Write out the whole passage about the Commonwealth Shorts screening and talk, word for word.

# Start of SELECTED PASSAGE

Commonwealth Shorts, A Common Story?

Commonwealth Writers Conversation – The Untold Story: Commonwealth Shorts, A Common Story?

On 11 March, 2014, five filmmakers from around the Commonwealth, Kareem Mortimer from Bahamas, Lisa Harewood from Barbados, Jules Koostachin from Canada, Wanjiru Kairu from Kenya and Oscar Kightley from New Zealand, visited the Soho Hotel, for the London screening of Commonwealth Shorts. Chaired by journalist and broadcaster Rosie Goldsmith, the filmmakers discussed whether a common story could be found between their five distinct films.

Commonwealth Shorts was a capacity building scheme to give emerging writers/directors the opportunity to make a film which highlights issues affecting them and their communities on the theme of relationships. The initiative is a partnership between Commonwealth Writers, B3 Media and CBA Worldview. The documentary and four dramas explore migration, indigenous rights and same-sex relationships. The filmmakers were selected from hundreds of submissions from across the Commonwealth and underwent an intensive development process with the project partners to produce the films. All of the films can be viewed here.

# End of SELECTED PASSAGE
# Start of ENTRIES SUPPLIED

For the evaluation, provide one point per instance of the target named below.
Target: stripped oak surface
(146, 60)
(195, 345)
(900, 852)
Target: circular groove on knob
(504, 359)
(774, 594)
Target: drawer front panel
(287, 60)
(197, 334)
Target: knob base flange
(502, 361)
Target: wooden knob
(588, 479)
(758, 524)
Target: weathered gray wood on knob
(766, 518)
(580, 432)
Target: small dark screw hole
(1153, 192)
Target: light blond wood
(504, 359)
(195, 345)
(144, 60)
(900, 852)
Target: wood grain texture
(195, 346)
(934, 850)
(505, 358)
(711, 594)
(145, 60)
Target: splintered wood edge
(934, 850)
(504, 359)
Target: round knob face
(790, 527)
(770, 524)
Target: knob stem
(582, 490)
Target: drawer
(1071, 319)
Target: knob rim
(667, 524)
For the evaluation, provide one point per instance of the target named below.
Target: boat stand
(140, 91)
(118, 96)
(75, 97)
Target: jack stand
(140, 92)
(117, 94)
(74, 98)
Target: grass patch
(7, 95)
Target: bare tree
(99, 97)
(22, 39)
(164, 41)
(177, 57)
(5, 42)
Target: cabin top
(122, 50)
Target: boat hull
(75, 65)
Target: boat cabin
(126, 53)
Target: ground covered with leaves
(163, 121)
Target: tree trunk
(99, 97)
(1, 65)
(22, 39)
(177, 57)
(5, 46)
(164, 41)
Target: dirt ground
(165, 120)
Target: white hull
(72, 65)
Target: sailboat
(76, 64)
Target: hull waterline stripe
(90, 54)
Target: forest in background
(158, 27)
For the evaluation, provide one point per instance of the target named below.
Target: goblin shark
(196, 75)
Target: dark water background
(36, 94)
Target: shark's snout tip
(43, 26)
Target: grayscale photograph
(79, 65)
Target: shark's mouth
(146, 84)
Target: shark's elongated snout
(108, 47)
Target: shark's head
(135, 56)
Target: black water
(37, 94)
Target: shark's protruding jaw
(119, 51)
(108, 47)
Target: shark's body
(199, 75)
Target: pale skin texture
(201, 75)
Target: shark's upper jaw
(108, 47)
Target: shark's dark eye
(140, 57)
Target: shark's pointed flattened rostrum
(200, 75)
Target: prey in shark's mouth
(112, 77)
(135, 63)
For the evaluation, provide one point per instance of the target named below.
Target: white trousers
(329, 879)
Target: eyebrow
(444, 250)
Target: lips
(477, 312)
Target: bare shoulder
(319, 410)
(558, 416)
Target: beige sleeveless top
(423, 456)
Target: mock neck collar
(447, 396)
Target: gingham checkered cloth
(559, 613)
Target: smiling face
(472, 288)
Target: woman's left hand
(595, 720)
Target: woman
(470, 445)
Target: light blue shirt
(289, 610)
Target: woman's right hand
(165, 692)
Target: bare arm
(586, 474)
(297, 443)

# End of ENTRIES SUPPLIED

◆ SOLVED PROBLEM ◆
Commonwealth Shorts, A Common Story?

Commonwealth Writers Conversation – The Untold Story: Commonwealth Shorts, A Common Story?

On 11 March, 2014, five filmmakers from around the Commonwealth, Kareem Mortimer from Bahamas, Lisa Harewood from Barbados, Jules Koostachin from Canada, Wanjiru Kairu from Kenya and Oscar Kightley from New Zealand, visited the Soho Hotel, for the London screening of Commonwealth Shorts. Chaired by journalist and broadcaster Rosie Goldsmith, the filmmakers discussed whether a common story could be found between their five distinct films.

Commonwealth Shorts was a capacity building scheme to give emerging writers/directors the opportunity to make a film which highlights issues affecting them and their communities on the theme of relationships. The initiative is a partnership between Commonwealth Writers, B3 Media and CBA Worldview. The documentary and four dramas explore migration, indigenous rights and same-sex relationships. The filmmakers were selected from hundreds of submissions from across the Commonwealth and underwent an intensive development process with the project partners to produce the films. All of the films can be viewed here.